-- Start WORKING DATA --

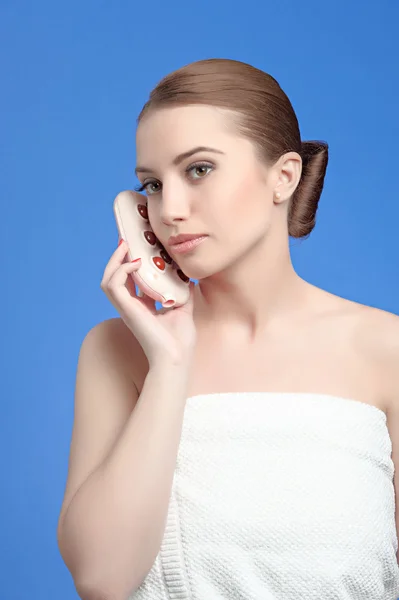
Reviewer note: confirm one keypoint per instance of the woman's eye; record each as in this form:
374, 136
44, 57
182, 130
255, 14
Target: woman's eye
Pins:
197, 167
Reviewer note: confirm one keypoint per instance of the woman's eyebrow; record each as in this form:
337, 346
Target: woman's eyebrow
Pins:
180, 157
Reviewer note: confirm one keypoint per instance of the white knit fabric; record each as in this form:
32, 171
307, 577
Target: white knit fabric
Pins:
279, 496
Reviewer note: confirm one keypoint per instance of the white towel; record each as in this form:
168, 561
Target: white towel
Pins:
279, 496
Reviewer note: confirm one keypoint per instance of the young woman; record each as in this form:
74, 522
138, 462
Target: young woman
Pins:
242, 445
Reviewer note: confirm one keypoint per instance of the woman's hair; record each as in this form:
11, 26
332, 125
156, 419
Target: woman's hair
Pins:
262, 113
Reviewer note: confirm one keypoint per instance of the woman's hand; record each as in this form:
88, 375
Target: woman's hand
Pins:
167, 336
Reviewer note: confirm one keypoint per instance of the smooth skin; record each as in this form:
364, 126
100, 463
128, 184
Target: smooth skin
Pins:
252, 324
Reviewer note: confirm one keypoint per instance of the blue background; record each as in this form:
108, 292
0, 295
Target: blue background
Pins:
74, 77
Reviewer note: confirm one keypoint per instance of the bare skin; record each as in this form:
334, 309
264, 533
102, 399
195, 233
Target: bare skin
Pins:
327, 349
260, 326
252, 324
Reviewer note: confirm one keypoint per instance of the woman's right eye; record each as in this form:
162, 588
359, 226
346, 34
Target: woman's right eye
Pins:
142, 188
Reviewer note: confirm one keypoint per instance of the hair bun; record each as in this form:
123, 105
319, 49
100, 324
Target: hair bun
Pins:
305, 200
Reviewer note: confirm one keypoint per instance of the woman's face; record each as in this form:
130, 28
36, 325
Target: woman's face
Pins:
226, 193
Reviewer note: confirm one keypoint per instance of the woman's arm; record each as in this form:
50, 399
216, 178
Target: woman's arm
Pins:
123, 455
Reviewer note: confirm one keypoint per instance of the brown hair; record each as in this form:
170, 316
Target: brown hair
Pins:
263, 114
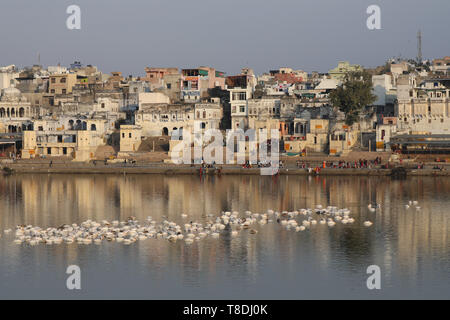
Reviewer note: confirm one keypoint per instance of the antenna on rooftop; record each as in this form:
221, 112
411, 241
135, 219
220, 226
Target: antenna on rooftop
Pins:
419, 46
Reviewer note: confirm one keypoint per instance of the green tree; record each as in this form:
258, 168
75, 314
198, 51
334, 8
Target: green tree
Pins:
353, 95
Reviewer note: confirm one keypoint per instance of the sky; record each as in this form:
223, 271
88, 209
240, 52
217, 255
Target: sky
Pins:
312, 35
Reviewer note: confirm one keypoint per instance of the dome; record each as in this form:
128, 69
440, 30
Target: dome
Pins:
10, 94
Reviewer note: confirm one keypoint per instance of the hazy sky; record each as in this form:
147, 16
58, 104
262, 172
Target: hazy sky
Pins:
128, 35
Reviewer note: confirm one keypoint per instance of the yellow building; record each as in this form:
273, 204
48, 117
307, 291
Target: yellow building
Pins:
61, 83
130, 138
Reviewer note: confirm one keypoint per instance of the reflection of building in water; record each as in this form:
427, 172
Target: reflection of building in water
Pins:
400, 238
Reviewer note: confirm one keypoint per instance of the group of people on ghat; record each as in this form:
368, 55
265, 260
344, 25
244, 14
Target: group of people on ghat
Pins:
341, 164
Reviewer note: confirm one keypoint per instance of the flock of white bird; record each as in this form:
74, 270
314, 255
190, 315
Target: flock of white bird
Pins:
130, 231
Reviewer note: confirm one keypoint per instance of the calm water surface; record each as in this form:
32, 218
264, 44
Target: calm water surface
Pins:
411, 247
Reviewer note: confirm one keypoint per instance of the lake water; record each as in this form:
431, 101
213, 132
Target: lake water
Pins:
410, 246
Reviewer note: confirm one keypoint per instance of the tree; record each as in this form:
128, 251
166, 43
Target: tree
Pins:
353, 95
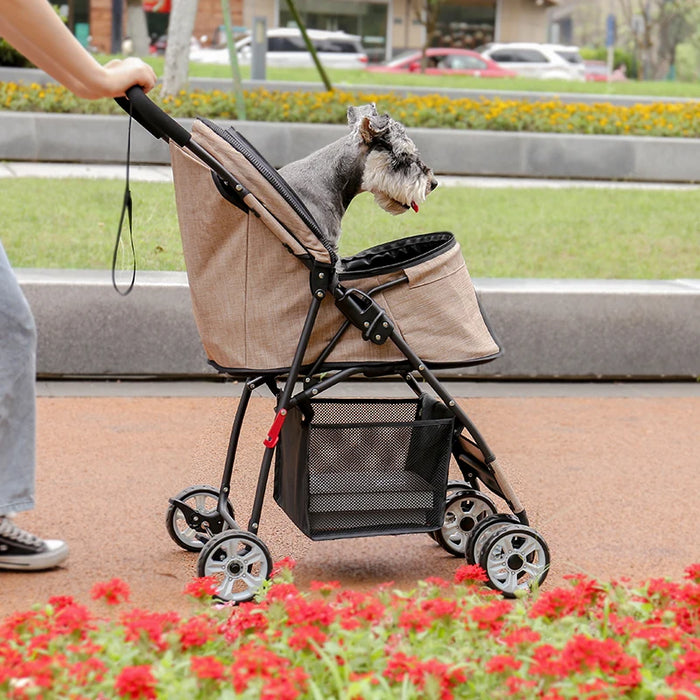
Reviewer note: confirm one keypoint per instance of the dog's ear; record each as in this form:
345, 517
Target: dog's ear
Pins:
355, 114
373, 127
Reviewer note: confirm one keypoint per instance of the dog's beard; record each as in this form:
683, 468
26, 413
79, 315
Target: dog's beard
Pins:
395, 191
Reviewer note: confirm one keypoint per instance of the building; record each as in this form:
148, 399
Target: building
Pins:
386, 26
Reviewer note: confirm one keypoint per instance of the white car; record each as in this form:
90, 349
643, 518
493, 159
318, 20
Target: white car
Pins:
548, 61
286, 48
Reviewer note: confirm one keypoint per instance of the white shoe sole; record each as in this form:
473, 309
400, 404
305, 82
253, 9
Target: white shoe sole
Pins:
56, 553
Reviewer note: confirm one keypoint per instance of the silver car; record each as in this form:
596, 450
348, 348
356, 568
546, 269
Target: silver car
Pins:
548, 61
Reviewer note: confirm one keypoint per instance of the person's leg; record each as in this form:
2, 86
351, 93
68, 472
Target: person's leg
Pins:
19, 549
17, 394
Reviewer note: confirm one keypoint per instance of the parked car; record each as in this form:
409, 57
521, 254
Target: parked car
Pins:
286, 48
548, 61
441, 61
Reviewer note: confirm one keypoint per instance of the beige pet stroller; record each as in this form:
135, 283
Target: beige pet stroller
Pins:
275, 307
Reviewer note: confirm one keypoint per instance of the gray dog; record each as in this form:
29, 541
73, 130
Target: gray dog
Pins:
376, 156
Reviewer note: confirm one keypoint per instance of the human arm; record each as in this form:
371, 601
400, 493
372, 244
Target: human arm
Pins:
34, 29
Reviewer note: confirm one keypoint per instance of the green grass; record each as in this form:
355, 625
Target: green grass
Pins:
345, 78
569, 233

-- End WORKING DATA --

**SET PROBLEM:** Return each line from the material above exactly, but not the pictures.

**FULL ANSWER:**
Reviewer note: confirm one keypoint per instance of the woman's eye; record each as in this form:
374, 136
44, 57
182, 130
255, 14
Target: woman's eye
Pins:
197, 167
Reviewer note: confirm one keypoint per instance of the woman's eyebrow; record each as in this form:
337, 346
Target: woman's eyebrow
Pins:
180, 157
Reviewer note: confirm one keypoint per instance of the white knit fabric; record each as in this form:
32, 171
307, 577
Target: white knit fabric
Pins:
279, 496
Reviewer note: confirm one keypoint per instance of the white towel; record each as in this form:
168, 561
Target: white towel
Pins:
279, 496
Reviewer note: confirm one keypoint per instance of the young woman; record each as in this form:
74, 522
138, 462
Target: young woman
Pins:
242, 445
Reviewer note: confirm one keypoint per instance of the woman's hair; record each as in this form:
11, 26
332, 125
156, 419
Target: woman's hair
Pins:
262, 113
Reviewer note: confirm one keypoint per instance of the woman's hand; record each as in this form:
88, 375
Target: woman's hand
Pins:
167, 336
Reviewer note: confirm one keypoint per instance of the smooth skin; record each as in this form:
364, 126
100, 463
128, 184
Target: smooth skin
Pins:
252, 324
Reviewer note: confirm one keypoint per instance of the blue background; record each as in this form:
108, 292
0, 295
Target: blue background
Pins:
74, 77
Reviewer note: confirm one keypoint per instance of the bare skin; record each as in this form:
334, 309
264, 533
102, 399
195, 233
Target: bare skin
Pins:
327, 349
260, 326
252, 324
Reviewer note: confirm one keypoint per instance of the woman's right eye; record each as in this form:
162, 588
359, 226
346, 34
Target: woman's right eye
Pins:
142, 188
Reviewer note: confirm one keypoint per instance of the hair bun; record each as in this form:
123, 105
319, 49
100, 324
Target: hair bun
Pins:
305, 200
Reviewer note: confirm one keypoint per instance of the woman's face; record each as in this form:
130, 28
36, 325
Target: woman's face
Pins:
226, 193
Reviewer note: confirm one keypoint per instance of the woman's arm; record each as in this form:
50, 399
216, 178
Target: woman's arm
Pins:
123, 455
Reviewer note: confirm one keypoint per instance of the brown hair; record each as in this form:
170, 316
Target: brown hair
Pins:
263, 114
Reviewer note: confirm one keypoint per instance of the antenna on rooftop; record each as in this form:
221, 112
411, 241
135, 219
220, 226
Target: antenna on rooftop
Pins:
419, 46
Reviewer note: confirm one keypoint per instance of the green tree; record each as in this form:
258, 168
75, 314
198, 51
334, 8
Target: green tree
Pins:
353, 95
Reviewer note: confirm one keypoint per instance of the sky; record each as in this form:
223, 271
88, 209
240, 52
217, 255
Target: sky
Pins:
312, 35
Reviewer note: confirm one keypoint per instance of the dome; record each as in this form:
128, 69
440, 30
Target: dome
Pins:
10, 94
Reviewer note: confirm one keypoint per instance of the hazy sky; record each as in this form:
147, 16
58, 104
262, 172
Target: hazy sky
Pins:
128, 35
Reviewer note: confirm one keypoint per instance of the yellow building; record each as in this form:
273, 204
48, 117
307, 291
Target: yellow building
Pins:
61, 83
130, 138
Reviewer note: confirm one keypoint per instance of the reflection of building in water; record each as in this form:
427, 172
Target: reflection of building in water
Pins:
400, 238
Reviewer note: confirm one keypoint per instance of the group of people on ghat; record each as in this form:
368, 55
265, 260
344, 25
244, 14
Target: group of people on ghat
Pins:
341, 164
Reviewer note: confirm one keypoint per instance of the flock of white bird; record each as in this form:
74, 270
314, 255
190, 315
Target: flock of white bird
Pins:
130, 231
Reviewer note: confirm one keypoint per instance of the calm water surface; record each as in this form:
32, 218
264, 44
Target: calm water surface
Pins:
411, 247
Reviewer note: confirm one keypoint per instance of the lake water; record each as in this form:
431, 101
213, 132
Target: lake water
Pins:
410, 246
Reviewer note: confirm one keypoint per instance of the tree; record each as in this form:
128, 251
166, 43
Target: tree
Pins:
353, 95
Reviewer note: confirm one keypoint per instance of the dog's ear; record each as in this form:
345, 517
Target: dog's ear
Pins:
355, 114
373, 127
Reviewer note: confirm one keypoint per instance of the dog's beard; record each as in this form:
683, 468
26, 413
79, 315
Target: dog's beard
Pins:
395, 191
Reviewer note: confirm one keypoint per instance of the building; record each as in this form:
148, 399
Target: building
Pins:
386, 26
Reviewer note: confirm one keypoint per instance of the white car; record each as in this form:
90, 349
643, 518
493, 159
318, 20
Target: white car
Pins:
548, 61
286, 48
Reviewer note: confirm one keypoint per instance of the white shoe sole; record each as in this form:
473, 309
400, 404
305, 82
253, 9
Target: white shoe sole
Pins:
56, 553
Reviewer note: confirm one keypoint per instance of the silver car; record each as in this form:
596, 450
348, 348
356, 568
546, 269
Target: silver car
Pins:
548, 61
Reviewer note: confirm one keypoint per instance of the person's leg; record each as in this form:
2, 86
351, 93
68, 472
Target: person's leg
Pins:
19, 549
17, 394
Reviewer note: confirm one keypoint per instance of the parked car; record each as in this form:
409, 57
521, 254
Target: parked car
Pins:
286, 48
548, 61
441, 61
Reviewer note: confirm one keypoint per instance of the beige pet stroller; record each as in this form:
135, 283
Target: beige pet stroller
Pins:
275, 307
Reviewer note: confirm one keypoint per instance of the gray dog; record each as in this form:
29, 541
73, 130
Target: gray dog
Pins:
376, 156
Reviewer note: confirm one keypoint per instance of the human arm; record each as in this form:
371, 601
400, 493
372, 244
Target: human arm
Pins:
34, 29
Reviewer note: confirm one keypoint per instance of the green grass; record each as in this form:
355, 625
Target: green grass
Pins:
345, 78
569, 233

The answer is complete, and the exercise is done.